(begin)

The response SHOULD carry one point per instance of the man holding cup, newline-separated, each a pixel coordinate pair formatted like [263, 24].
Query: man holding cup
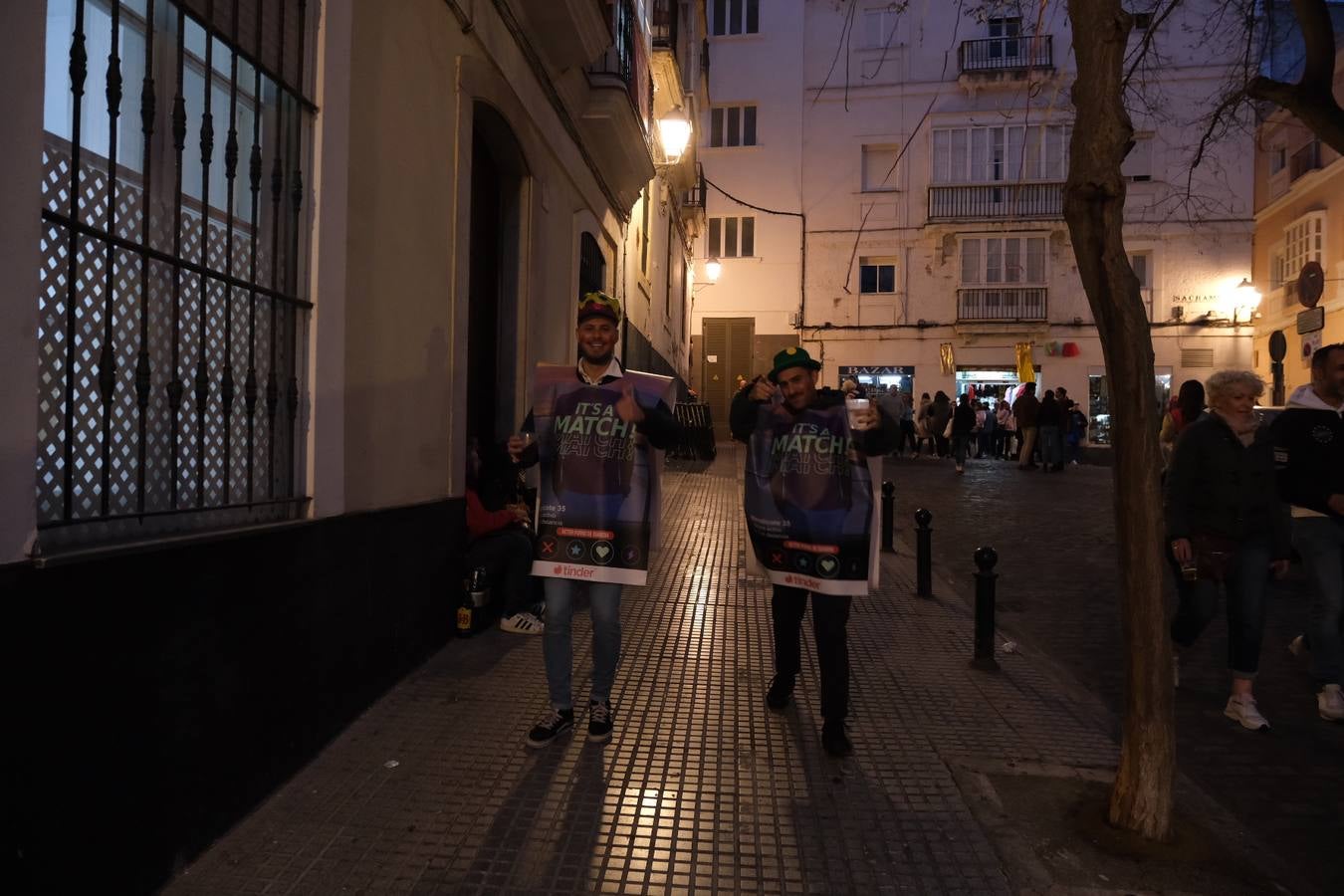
[812, 453]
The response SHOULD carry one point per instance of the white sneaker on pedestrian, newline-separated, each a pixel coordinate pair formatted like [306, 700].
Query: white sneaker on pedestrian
[1242, 710]
[523, 623]
[1329, 703]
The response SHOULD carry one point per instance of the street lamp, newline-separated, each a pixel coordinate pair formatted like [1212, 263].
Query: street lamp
[1247, 297]
[675, 133]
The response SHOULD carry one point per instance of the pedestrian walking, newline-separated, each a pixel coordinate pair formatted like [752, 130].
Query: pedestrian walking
[793, 379]
[963, 426]
[1050, 419]
[1025, 411]
[1005, 430]
[1309, 452]
[1187, 407]
[597, 334]
[1228, 530]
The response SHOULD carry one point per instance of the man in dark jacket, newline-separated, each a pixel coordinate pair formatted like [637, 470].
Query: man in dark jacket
[794, 380]
[1309, 457]
[598, 330]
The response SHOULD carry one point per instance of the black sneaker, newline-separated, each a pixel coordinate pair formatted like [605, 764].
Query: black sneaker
[550, 729]
[835, 741]
[782, 691]
[599, 722]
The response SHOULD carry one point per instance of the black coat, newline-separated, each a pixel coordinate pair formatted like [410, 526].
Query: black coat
[1217, 485]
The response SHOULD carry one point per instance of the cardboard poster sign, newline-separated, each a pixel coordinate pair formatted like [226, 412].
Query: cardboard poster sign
[809, 501]
[598, 501]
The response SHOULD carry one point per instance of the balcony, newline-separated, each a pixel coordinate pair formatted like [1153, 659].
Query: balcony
[999, 55]
[997, 305]
[987, 202]
[1304, 160]
[613, 121]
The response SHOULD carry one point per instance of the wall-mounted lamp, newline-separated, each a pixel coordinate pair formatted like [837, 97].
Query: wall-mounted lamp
[675, 134]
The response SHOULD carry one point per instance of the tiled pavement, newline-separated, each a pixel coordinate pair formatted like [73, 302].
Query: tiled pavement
[1056, 594]
[702, 790]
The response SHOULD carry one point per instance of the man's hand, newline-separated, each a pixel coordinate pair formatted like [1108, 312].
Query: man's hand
[626, 407]
[763, 389]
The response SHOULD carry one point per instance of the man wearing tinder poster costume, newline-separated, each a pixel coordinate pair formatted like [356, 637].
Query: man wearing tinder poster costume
[597, 430]
[810, 515]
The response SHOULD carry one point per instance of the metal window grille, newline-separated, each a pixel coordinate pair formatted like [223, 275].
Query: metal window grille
[172, 265]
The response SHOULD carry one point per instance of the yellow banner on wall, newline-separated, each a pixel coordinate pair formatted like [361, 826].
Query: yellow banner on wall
[1025, 367]
[945, 361]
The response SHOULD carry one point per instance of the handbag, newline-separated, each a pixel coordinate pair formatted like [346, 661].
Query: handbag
[1214, 557]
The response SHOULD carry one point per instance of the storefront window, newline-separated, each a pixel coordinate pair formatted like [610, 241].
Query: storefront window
[1098, 403]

(end)

* _Your task_:
Return verbatim the part of the records that opens with the line containing "The response SHOULD carry one point per instance of the metal" and closes with the final line of the records, both ends included.

* _Full response_:
The response SHOULD carry one point per instance of the metal window grille, newline-separated, each a pixel coordinate pair formatted like [223, 275].
Query: metal window grille
[172, 265]
The response SHOULD carry one point per instance of the yellow banner on wall, newline-separated, each a pixel coordinate pair formatted like [361, 826].
Query: yellow banner on wall
[1025, 367]
[945, 361]
The response SHOULD carry one point per instance of the handbag, newline-separated, each a pixel coordinate pair formatted like [346, 661].
Query: handbag
[1214, 557]
The response SHOULD carry one point per instance of the storefront window, newline-separated, each a pixel coordinate pair formatted like [610, 241].
Query: storefront window
[1098, 403]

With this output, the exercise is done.